Assignment: Nothing may be added, dropped, or altered; restate the listing word for word.

The data:

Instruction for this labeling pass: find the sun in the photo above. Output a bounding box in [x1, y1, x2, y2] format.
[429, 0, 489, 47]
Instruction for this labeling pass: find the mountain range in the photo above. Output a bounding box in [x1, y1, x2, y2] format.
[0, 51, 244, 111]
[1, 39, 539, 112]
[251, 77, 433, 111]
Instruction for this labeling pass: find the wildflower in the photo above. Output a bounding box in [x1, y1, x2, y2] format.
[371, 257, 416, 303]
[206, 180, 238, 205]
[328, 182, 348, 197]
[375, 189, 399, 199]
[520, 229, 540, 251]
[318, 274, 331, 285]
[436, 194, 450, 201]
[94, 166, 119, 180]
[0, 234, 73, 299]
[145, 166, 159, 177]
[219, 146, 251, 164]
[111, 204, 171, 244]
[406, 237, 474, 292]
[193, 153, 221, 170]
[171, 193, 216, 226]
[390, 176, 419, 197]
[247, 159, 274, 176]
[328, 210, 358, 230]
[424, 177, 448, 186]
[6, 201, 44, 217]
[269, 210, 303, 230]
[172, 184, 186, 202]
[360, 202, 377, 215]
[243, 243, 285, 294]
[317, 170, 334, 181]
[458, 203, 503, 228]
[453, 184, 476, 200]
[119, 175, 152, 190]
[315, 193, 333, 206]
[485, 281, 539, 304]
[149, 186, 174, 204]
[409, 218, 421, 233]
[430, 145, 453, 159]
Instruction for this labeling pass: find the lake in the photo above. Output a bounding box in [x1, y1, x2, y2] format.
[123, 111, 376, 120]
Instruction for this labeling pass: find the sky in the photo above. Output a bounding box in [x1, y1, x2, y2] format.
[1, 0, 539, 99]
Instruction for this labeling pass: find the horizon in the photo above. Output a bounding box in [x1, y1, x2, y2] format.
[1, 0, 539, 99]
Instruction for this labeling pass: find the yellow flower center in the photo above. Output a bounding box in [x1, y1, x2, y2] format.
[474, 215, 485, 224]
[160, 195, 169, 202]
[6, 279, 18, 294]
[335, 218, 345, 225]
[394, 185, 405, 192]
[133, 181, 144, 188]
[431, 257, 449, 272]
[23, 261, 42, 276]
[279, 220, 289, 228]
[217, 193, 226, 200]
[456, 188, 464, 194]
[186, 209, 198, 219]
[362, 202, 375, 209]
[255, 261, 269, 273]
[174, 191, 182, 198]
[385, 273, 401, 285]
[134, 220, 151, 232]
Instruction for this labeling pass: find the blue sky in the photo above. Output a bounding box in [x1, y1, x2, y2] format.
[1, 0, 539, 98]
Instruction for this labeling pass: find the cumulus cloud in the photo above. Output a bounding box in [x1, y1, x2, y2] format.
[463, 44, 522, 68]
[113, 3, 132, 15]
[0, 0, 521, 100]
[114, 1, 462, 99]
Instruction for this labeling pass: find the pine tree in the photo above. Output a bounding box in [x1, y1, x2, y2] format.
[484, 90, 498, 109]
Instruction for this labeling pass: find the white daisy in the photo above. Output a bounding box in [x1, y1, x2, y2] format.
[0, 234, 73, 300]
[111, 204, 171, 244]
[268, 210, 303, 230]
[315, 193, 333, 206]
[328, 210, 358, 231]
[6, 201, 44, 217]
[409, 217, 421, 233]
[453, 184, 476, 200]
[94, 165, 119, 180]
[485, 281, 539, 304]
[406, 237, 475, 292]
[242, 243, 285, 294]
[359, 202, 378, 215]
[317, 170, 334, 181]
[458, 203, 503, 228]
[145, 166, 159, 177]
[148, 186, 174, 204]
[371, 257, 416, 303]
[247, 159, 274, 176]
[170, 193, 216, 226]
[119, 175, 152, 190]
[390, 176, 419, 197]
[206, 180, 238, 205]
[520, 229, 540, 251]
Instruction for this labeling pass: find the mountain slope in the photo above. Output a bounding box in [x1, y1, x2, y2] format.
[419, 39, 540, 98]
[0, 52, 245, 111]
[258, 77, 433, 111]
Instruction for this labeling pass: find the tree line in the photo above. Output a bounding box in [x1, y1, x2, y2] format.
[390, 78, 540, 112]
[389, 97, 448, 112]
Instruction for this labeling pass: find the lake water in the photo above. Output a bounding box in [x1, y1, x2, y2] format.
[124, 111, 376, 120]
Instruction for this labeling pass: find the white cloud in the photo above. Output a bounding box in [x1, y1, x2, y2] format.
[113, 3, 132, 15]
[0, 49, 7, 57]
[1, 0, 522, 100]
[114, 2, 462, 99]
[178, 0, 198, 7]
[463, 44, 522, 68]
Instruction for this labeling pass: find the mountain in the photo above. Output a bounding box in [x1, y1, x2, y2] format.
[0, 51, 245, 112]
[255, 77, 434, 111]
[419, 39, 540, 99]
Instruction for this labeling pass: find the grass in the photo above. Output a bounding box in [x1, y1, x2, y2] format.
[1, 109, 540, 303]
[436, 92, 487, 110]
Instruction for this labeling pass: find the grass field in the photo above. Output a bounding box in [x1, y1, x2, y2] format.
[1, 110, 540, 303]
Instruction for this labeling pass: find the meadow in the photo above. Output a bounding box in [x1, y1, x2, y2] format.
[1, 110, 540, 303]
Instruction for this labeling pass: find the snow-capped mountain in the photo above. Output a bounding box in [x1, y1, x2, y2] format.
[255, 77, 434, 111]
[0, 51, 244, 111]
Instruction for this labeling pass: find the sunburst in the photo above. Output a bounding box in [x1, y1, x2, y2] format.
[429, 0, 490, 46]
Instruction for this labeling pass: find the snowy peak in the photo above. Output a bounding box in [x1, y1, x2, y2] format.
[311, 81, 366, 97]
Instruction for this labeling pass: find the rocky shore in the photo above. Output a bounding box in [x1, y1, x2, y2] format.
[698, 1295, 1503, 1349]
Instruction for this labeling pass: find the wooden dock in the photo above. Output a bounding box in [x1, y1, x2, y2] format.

Output:
Instruction for this labeling pass: find the sun in the photo above. Output a bounding box in [x1, y1, x2, y2] format.
[429, 0, 489, 47]
Instruction for this labeling pass: find the mountain range in the photo above. Output a bounding box in [x1, y1, x2, y2] format.
[0, 51, 244, 111]
[1, 39, 539, 112]
[251, 77, 433, 111]
Instruction for this labeling pass: find the wildflower in the photo above. Output a bounding box in [x1, y1, x2, y2] format.
[371, 257, 416, 303]
[206, 180, 238, 205]
[328, 182, 348, 197]
[375, 189, 399, 199]
[520, 229, 540, 251]
[318, 274, 331, 285]
[436, 194, 450, 201]
[94, 166, 119, 180]
[0, 234, 73, 299]
[145, 166, 159, 177]
[219, 146, 251, 164]
[111, 204, 171, 244]
[406, 237, 474, 292]
[193, 153, 221, 170]
[171, 193, 216, 226]
[390, 176, 419, 197]
[247, 159, 274, 176]
[328, 210, 358, 230]
[424, 177, 448, 186]
[6, 201, 44, 217]
[269, 210, 303, 230]
[172, 184, 186, 202]
[360, 202, 377, 215]
[243, 243, 285, 294]
[317, 170, 334, 181]
[458, 203, 503, 228]
[453, 184, 476, 200]
[119, 175, 152, 190]
[315, 193, 333, 206]
[485, 281, 539, 304]
[149, 186, 174, 204]
[409, 218, 421, 233]
[430, 145, 453, 159]
Instruction for this labeling pass: find the lake in the photo above. Output a bounding box in [x1, y1, x2, y2] format.
[123, 111, 376, 120]
Instruction for this labeling pass: find the sky in the photo above. Output a bounding box in [x1, y1, x2, y2] format.
[1, 0, 539, 99]
Instruction for this labeling pass: find the horizon in the photo above. Output a bounding box in [x1, y1, x2, y2] format.
[1, 0, 539, 99]
Instruction for this labeling pass: find the yellow flower center in the photo above. Output a bounding box in [x1, y1, x2, y2] format.
[474, 215, 485, 224]
[160, 195, 169, 202]
[6, 279, 18, 294]
[335, 218, 345, 225]
[394, 185, 405, 192]
[133, 181, 144, 188]
[431, 257, 449, 272]
[23, 261, 42, 276]
[279, 220, 289, 228]
[217, 193, 226, 200]
[456, 188, 464, 194]
[186, 209, 198, 219]
[362, 202, 375, 209]
[255, 261, 269, 273]
[174, 191, 182, 198]
[385, 273, 401, 285]
[134, 220, 151, 232]
Instruction for this labeling pass: find the blue sky in the photo above. Output a bounding box in [x1, y1, x2, y2] format.
[1, 0, 539, 98]
Instruction for this labeling pass: find the cumulus cloud in the photo above. Output a bounding box in [x1, y1, x2, y2] format.
[463, 44, 522, 68]
[113, 3, 132, 15]
[0, 0, 521, 100]
[114, 1, 462, 99]
Instruction for this labeling pass: find the pine tree in the photo above. Output a bounding box in [x1, y1, x2, y2] format.
[484, 90, 498, 109]
Instruction for this labeling pass: find the white daisy in the photo above. Output a bounding box in [x1, y1, x2, y2] format.
[0, 234, 73, 300]
[111, 204, 171, 244]
[268, 210, 303, 230]
[315, 193, 333, 206]
[328, 210, 358, 231]
[6, 201, 44, 217]
[409, 217, 421, 233]
[453, 184, 476, 200]
[94, 165, 119, 180]
[485, 281, 539, 304]
[406, 237, 475, 292]
[242, 243, 285, 294]
[359, 202, 378, 215]
[317, 170, 334, 181]
[458, 203, 503, 228]
[145, 166, 159, 177]
[148, 186, 174, 204]
[371, 257, 416, 303]
[247, 159, 274, 176]
[170, 193, 216, 226]
[119, 175, 152, 190]
[390, 176, 419, 197]
[206, 180, 238, 205]
[520, 229, 540, 251]
Instruction for this labeling pass: find the mountain slope in the photo above. Output a bounding box in [x1, y1, x2, y2] format.
[419, 39, 540, 98]
[0, 52, 245, 111]
[258, 77, 433, 111]
Instruction for this labeling pass: find the tree line in the photo above. Output a bounding box in [x1, y1, x2, y2] format.
[390, 78, 540, 112]
[389, 97, 448, 112]
Instruction for this labeling pass: find the lake water in the photo above. Output a bounding box in [x1, y1, x2, y2] format.
[124, 111, 376, 120]
Instruction for this labeling pass: find the white cloud in the photo above. Output a bounding box in [x1, y1, x2, y2] format.
[113, 3, 132, 15]
[0, 49, 7, 57]
[1, 0, 522, 100]
[114, 2, 462, 99]
[178, 0, 198, 7]
[463, 44, 522, 68]
Instruction for this labeling pass: find the mountain in the photo above. Output a bounding box in [x1, y1, x2, y2] format.
[0, 51, 245, 112]
[255, 77, 434, 111]
[419, 39, 540, 99]
Instruction for this labeling pass: find the grass in the photo above. Output a bounding box in [x1, y1, x2, y2] format.
[1, 109, 540, 303]
[436, 92, 487, 110]
Instruction for this labeling pass: find the grass field in the photo above. Output a bounding box in [x1, y1, x2, y2] format.
[1, 110, 540, 303]
Instruction for this labeling pass: find the meadow in the photo above. Output a bounding box in [x1, y1, x2, y2] format.
[1, 110, 540, 303]
Instruction for this labeling pass: find the snow-capped mountain in the photo above. Output a bounding box in [x1, y1, x2, y2] format.
[255, 77, 434, 111]
[0, 51, 244, 111]
Instruction for this labeling pass: find the sunburst in the photo above. Output a bounding box in [x1, y1, x2, y2] format.
[429, 0, 490, 46]
Instruction for this labeling pass: find the snowy peak in the photo above. Output a bounding box in [x1, y1, x2, y2] format.
[311, 81, 366, 97]
Instruction for this labeling pass: find the rocky shore in the photo above. Output a bounding box in [x1, y1, x2, y2] format.
[698, 1295, 1503, 1349]
Instruction for this labeling pass: find the wooden dock in the photo above. Output a bounding box in [x1, y1, x2, y2] format.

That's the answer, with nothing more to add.